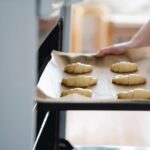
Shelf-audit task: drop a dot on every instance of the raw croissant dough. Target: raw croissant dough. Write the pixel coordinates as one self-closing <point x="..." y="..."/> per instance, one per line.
<point x="84" y="92"/>
<point x="130" y="79"/>
<point x="78" y="68"/>
<point x="79" y="81"/>
<point x="124" y="67"/>
<point x="135" y="94"/>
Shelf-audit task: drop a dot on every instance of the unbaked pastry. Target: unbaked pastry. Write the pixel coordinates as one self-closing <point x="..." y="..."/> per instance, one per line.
<point x="135" y="94"/>
<point x="79" y="81"/>
<point x="78" y="68"/>
<point x="130" y="79"/>
<point x="84" y="92"/>
<point x="124" y="67"/>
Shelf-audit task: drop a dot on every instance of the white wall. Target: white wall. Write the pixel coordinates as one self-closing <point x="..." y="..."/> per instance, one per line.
<point x="18" y="32"/>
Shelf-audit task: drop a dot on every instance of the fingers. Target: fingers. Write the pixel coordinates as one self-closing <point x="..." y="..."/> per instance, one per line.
<point x="114" y="49"/>
<point x="105" y="51"/>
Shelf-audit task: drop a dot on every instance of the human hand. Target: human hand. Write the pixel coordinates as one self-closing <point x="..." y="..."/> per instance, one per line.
<point x="114" y="49"/>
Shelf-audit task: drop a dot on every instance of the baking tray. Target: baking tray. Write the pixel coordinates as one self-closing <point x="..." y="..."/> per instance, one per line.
<point x="104" y="93"/>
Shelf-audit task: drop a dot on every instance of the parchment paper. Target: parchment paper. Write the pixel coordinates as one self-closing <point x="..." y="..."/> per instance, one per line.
<point x="49" y="87"/>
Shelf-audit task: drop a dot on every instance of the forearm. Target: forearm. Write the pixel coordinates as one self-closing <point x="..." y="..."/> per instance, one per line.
<point x="142" y="37"/>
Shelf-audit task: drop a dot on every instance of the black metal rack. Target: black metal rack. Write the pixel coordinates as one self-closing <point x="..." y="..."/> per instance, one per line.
<point x="49" y="115"/>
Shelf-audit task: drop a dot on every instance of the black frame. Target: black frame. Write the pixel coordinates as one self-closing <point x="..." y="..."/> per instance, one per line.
<point x="48" y="114"/>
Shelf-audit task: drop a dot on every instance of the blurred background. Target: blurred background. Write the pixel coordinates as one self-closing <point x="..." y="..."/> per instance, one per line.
<point x="92" y="25"/>
<point x="89" y="25"/>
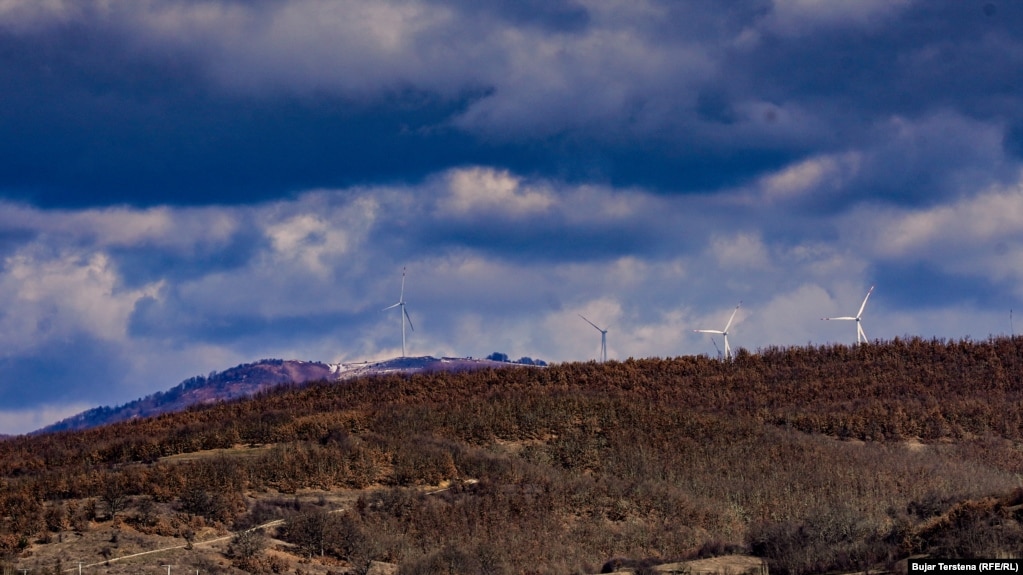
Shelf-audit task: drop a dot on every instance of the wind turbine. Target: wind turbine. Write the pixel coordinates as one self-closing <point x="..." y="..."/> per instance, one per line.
<point x="724" y="333"/>
<point x="404" y="312"/>
<point x="604" y="340"/>
<point x="860" y="336"/>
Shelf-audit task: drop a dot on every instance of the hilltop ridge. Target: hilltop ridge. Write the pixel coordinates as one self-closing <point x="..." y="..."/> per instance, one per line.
<point x="249" y="379"/>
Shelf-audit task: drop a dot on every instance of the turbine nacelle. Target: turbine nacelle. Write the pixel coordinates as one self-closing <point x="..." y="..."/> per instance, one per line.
<point x="723" y="333"/>
<point x="604" y="339"/>
<point x="404" y="312"/>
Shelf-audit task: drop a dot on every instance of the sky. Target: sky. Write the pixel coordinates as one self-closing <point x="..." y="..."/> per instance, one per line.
<point x="186" y="185"/>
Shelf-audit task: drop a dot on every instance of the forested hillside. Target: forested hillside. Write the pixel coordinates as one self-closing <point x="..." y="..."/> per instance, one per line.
<point x="816" y="459"/>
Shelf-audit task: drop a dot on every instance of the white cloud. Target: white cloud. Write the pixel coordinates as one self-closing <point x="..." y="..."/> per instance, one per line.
<point x="57" y="295"/>
<point x="14" y="422"/>
<point x="812" y="176"/>
<point x="476" y="189"/>
<point x="743" y="251"/>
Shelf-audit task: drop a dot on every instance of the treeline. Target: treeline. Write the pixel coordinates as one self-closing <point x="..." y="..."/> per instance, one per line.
<point x="558" y="470"/>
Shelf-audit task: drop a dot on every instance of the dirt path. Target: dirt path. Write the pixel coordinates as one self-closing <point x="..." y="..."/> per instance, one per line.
<point x="273" y="523"/>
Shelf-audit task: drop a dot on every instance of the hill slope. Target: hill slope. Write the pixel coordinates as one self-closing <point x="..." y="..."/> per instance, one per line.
<point x="250" y="379"/>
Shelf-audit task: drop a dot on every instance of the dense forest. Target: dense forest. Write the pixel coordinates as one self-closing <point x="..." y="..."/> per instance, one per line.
<point x="817" y="459"/>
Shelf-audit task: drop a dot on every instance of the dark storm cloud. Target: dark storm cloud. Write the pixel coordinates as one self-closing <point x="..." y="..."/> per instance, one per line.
<point x="192" y="184"/>
<point x="76" y="368"/>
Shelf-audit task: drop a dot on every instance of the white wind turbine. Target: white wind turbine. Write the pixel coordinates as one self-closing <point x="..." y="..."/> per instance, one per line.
<point x="723" y="333"/>
<point x="860" y="336"/>
<point x="604" y="340"/>
<point x="404" y="312"/>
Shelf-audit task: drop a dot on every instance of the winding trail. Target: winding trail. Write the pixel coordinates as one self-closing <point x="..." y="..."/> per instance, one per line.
<point x="273" y="523"/>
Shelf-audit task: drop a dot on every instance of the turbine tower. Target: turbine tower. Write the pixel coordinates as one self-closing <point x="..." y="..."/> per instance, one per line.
<point x="403" y="315"/>
<point x="723" y="333"/>
<point x="604" y="340"/>
<point x="860" y="336"/>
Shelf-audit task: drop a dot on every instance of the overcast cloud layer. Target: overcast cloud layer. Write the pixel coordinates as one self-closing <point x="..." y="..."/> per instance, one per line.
<point x="190" y="184"/>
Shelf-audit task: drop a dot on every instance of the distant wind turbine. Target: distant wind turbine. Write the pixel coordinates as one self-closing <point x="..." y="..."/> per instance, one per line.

> _PROBLEM REQUIREMENTS_
Wherever the listing shows a picture, omit it and output the rest exactly as given.

> _SOLUTION TO THIS PROBLEM_
Shelf-audit task: drop a dot on every instance of the raw croissant dough. Target: raw croissant dough. Write the pixel coordinates as one self-closing <point x="..." y="..."/> per instance, one per line.
<point x="84" y="92"/>
<point x="130" y="79"/>
<point x="78" y="68"/>
<point x="79" y="81"/>
<point x="124" y="67"/>
<point x="135" y="94"/>
Shelf-audit task: drop a dot on every instance of the unbaked pastry. Target: unbaked pastry. Write the pixel coordinates as one self-closing <point x="..." y="..."/> per instance, one per line.
<point x="135" y="94"/>
<point x="79" y="81"/>
<point x="78" y="68"/>
<point x="130" y="79"/>
<point x="84" y="92"/>
<point x="124" y="67"/>
Shelf-audit task: drop a dot on every instance of the white wall. Target: white wall. Write the pixel coordinates as one self-closing <point x="..." y="..."/> per instance, one per line.
<point x="18" y="32"/>
Shelf-audit task: drop a dot on every instance of the fingers. Target: fingers. Write the pixel coordinates as one self-closing <point x="..." y="..."/> per instance, one per line.
<point x="114" y="49"/>
<point x="105" y="51"/>
Shelf-audit task: drop a dot on every instance of the human hand. Target: human hand. Write the pixel coordinates as one self-closing <point x="..." y="..."/> per instance, one per line.
<point x="114" y="49"/>
Shelf-audit task: drop a dot on every instance of the baking tray. Target: baking tray. Write the pixel coordinates as one self-closing <point x="..." y="..."/> per instance, one per line.
<point x="104" y="93"/>
Shelf-audit task: drop a dot on every instance of the parchment paper. Target: parchment paper. Write the pixel coordinates as one self-closing <point x="..." y="..."/> per instance, one per line.
<point x="49" y="87"/>
Shelf-audit task: drop a dot on every instance of the forearm. Target: forearm. Write the pixel coordinates as one self-closing <point x="..." y="..."/> per instance, one per line.
<point x="142" y="37"/>
Shelf-audit task: drop a dot on every instance of the black metal rack. Target: black metal rack. Write the pixel coordinates as one self-closing <point x="..." y="..."/> per instance, one per line.
<point x="49" y="115"/>
Shelf-audit task: drop a dot on every instance of the black frame. Target: black frame. Write the pixel coordinates as one self-closing <point x="..." y="..."/> per instance, one per line.
<point x="48" y="114"/>
Shelf-audit task: drop a dot on every instance of the blurred background. Target: blurred background. Write the pixel coordinates as one self-closing <point x="..." y="..."/> per instance, one per line.
<point x="92" y="25"/>
<point x="89" y="25"/>
Shelf-audit task: drop a dot on every instance of the wind turbine. Target: wind turbine. Write the pixel coordinates as one self-closing <point x="..." y="..."/> per instance, one per line.
<point x="724" y="333"/>
<point x="404" y="312"/>
<point x="604" y="340"/>
<point x="860" y="336"/>
Shelf-audit task: drop a dot on every instance of the hilltop ridge. Target: hilltop ridge. Write the pixel coordinates as one self-closing <point x="..." y="..."/> per instance, one per line.
<point x="249" y="379"/>
Shelf-audit task: drop a dot on every instance of the turbine nacelle. Target: turbine nacelle. Write the pixel coordinates as one self-closing <point x="..." y="..."/> per instance, one per line.
<point x="723" y="333"/>
<point x="604" y="339"/>
<point x="404" y="312"/>
Shelf-audit task: drop a dot on every instance of the sky. Target: sky. Write the pixel coordinates as one self-closing <point x="..." y="..."/> per instance, one per line.
<point x="186" y="185"/>
Shelf-audit task: drop a dot on every instance of the forested hillside. Target: forested hillside. Write the pixel coordinates as one self-closing <point x="..." y="..."/> per instance, one per line.
<point x="816" y="459"/>
Shelf-audit task: drop a dot on every instance of the white cloud. Target: white cloud. Write the pixel coordinates as one self-closing <point x="..." y="..."/> per instance, one per line.
<point x="57" y="295"/>
<point x="14" y="422"/>
<point x="812" y="176"/>
<point x="476" y="189"/>
<point x="743" y="251"/>
Shelf-audit task: drop a dot on every instance of the treeline. Target: treeline. Write the pixel coordinates as one self-closing <point x="..." y="..."/> per instance, one per line.
<point x="558" y="470"/>
Shelf-audit task: drop a dot on every instance of the dirt path. Target: dirt path. Write the pixel coordinates as one self-closing <point x="..." y="..."/> per instance, one per line.
<point x="273" y="523"/>
Shelf-audit task: drop a dot on every instance of the hill slope. Target: hill slope. Write the pixel coordinates as one self-closing <point x="..." y="..."/> per instance, one per line.
<point x="250" y="379"/>
Shelf-audit task: drop a dot on every instance of the dense forest. Target: dense forest. Write the pixel coordinates as one self-closing <point x="..." y="..."/> per instance, one per line.
<point x="817" y="459"/>
Shelf-audit task: drop a dot on every instance of the dark storm cloud. Target: dark storm cloud. Write the pixel coordinates as one self-closing <point x="..." y="..."/> per instance, one per line.
<point x="192" y="184"/>
<point x="76" y="368"/>
Shelf-audit task: drop a dot on every instance of the white wind turbine. Target: white wind turbine. Write the pixel coordinates as one self-closing <point x="..." y="..."/> per instance, one per line.
<point x="723" y="333"/>
<point x="860" y="336"/>
<point x="604" y="340"/>
<point x="404" y="312"/>
Shelf-audit task: drop a dot on every instance of the winding trail. Target: winding trail. Write the pixel coordinates as one self-closing <point x="..." y="..."/> per instance, one per line.
<point x="273" y="523"/>
Shelf-audit task: drop a dot on every instance of the turbine tower. Target: turbine tower. Write the pixel coordinates as one self-closing <point x="..." y="..."/> per instance, one per line.
<point x="403" y="315"/>
<point x="723" y="333"/>
<point x="604" y="340"/>
<point x="860" y="336"/>
Shelf-audit task: drop a dot on every instance of the overcast cloud layer. Target: overcast cloud layer. Write the pixel coordinates as one self-closing <point x="..." y="..."/> per instance, one per line.
<point x="190" y="184"/>
Shelf-audit task: drop a dot on every instance of the distant wind turbine. Target: distant wind turbine. Write the pixel coordinates as one self-closing <point x="..." y="..."/> per instance, one per line.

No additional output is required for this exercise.